[Text segment]
┌──
= Bryce Kendrick =

English-Canadian biologist (born 1933)

Bryce Kendrick (born 1933) is an English-Canadian biologist, who spent the majority of his career in Canada, principally at the University of Waterloo in Ontario.

==Biography==
Kendrick was born in Liverpool in 1933. After completing his bachelor's degree (1955) and Ph.D. (1958) at the University of Liverpool, he took an assignment as a postdoctoral fellow with the Plant Research Institute of Agriculture Canada in Ottawa, Canada, remaining there as a research officer until 1965, when he accepted a position as assistant professor in the biology department at the University of Waterloo in Ontario. The following year he became as associate professor, and in 1971 he was made a full professor. He received his D.Sc. from the University of Liverpool in 1980. From 1985 he was Waterloo's associate dean for graduate affairs. Kendrick retired from the University of Waterloo and received a distinguished professor emeritus in 1994. He moved to Sidney, British Columbia, maintaining adjunct professorships at both the University of Waterloo and University of Victoria. He continues to consult and publish in his field; since 2004 he has been the technical advisor for Aerobiology Laboratory Associates in Reston, Virginia.
└──
[Data for analysis]
┌──
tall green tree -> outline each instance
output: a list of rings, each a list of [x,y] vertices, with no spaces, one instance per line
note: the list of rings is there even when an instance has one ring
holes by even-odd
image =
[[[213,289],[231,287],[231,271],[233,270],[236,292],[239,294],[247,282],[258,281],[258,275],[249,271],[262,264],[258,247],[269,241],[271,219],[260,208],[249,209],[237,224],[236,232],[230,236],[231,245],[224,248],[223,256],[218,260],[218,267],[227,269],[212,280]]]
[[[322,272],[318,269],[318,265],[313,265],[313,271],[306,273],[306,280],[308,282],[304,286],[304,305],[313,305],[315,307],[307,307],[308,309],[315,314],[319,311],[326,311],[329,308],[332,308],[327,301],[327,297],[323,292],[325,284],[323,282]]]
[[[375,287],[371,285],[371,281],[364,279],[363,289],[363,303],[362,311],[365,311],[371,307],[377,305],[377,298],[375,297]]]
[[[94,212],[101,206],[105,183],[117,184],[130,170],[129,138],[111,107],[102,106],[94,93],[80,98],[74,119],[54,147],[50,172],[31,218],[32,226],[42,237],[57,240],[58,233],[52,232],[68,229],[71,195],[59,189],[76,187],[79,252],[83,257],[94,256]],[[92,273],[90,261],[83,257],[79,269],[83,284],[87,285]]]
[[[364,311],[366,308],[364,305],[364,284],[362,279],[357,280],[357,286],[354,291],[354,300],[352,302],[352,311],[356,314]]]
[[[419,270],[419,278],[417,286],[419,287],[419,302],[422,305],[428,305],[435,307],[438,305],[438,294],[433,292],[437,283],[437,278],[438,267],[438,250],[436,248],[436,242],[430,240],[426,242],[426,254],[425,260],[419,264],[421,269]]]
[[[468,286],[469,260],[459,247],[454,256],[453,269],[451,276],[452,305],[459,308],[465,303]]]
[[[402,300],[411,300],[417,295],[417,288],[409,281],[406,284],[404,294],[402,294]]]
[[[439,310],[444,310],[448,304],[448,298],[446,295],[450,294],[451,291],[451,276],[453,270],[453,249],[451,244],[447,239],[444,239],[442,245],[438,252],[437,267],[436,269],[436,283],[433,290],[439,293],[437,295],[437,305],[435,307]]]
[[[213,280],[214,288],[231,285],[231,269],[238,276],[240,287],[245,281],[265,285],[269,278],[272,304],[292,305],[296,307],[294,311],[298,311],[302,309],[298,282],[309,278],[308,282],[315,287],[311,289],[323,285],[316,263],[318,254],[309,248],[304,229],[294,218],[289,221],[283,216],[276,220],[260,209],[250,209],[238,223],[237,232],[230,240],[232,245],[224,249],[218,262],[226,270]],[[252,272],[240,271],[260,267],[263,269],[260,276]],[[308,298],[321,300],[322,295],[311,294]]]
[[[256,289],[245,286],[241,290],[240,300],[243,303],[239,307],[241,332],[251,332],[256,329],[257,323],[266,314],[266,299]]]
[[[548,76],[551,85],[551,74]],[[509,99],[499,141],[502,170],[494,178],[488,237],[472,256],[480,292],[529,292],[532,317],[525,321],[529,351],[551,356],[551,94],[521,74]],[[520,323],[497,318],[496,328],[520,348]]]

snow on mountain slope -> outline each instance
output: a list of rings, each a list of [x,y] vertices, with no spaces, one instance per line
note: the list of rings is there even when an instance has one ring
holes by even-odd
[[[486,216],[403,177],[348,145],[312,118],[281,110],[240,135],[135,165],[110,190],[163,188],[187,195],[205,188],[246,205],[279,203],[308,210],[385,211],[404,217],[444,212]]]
└──
[To do] Reproduce the passage of the Bryce Kendrick text from "English-Canadian biologist (born" up to and including "principally at the University of Waterloo in Ontario.".

[Result]
English-Canadian biologist (born 1933)

Bryce Kendrick (born 1933) is an English-Canadian biologist, who spent the majority of his career in Canada, principally at the University of Waterloo in Ontario.